What needs to be done » Lay out the data below, from the line with "Isolate any visible grass patch." up to and including the line with "252 54 285 93", as a JSON list of strings with one string per line and blank lines omitted.

Material for this task »

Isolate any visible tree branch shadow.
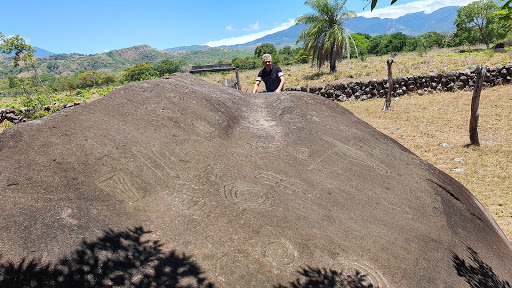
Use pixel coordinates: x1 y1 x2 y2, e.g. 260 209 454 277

---

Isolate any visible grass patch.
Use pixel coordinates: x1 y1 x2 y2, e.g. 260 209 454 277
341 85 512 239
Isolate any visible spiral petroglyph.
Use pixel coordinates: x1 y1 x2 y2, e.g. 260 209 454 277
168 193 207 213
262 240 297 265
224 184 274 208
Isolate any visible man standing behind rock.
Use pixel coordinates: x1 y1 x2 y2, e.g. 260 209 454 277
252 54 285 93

---

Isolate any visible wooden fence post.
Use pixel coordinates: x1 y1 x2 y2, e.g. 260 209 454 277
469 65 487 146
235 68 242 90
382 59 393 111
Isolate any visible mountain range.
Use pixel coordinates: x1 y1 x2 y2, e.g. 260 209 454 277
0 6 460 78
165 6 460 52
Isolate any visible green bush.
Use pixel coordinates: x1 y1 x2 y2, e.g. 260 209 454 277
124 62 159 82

Response below »
[
  "Isolate any visible grass patch.",
  "Use pixel coordinates: x1 y1 x2 y2, e.g. 260 209 454 277",
  "341 85 512 239",
  "Isolate any visible spiral petroglyph.",
  "Use pixel coordinates: x1 y1 x2 y2, e.g. 260 209 454 277",
  "168 193 207 213",
  "262 240 297 265",
  "224 184 274 208",
  "Isolate any visible man standing behind rock.",
  "Use pixel coordinates: x1 y1 x2 y2, e.g. 260 209 454 277",
  "252 54 285 93"
]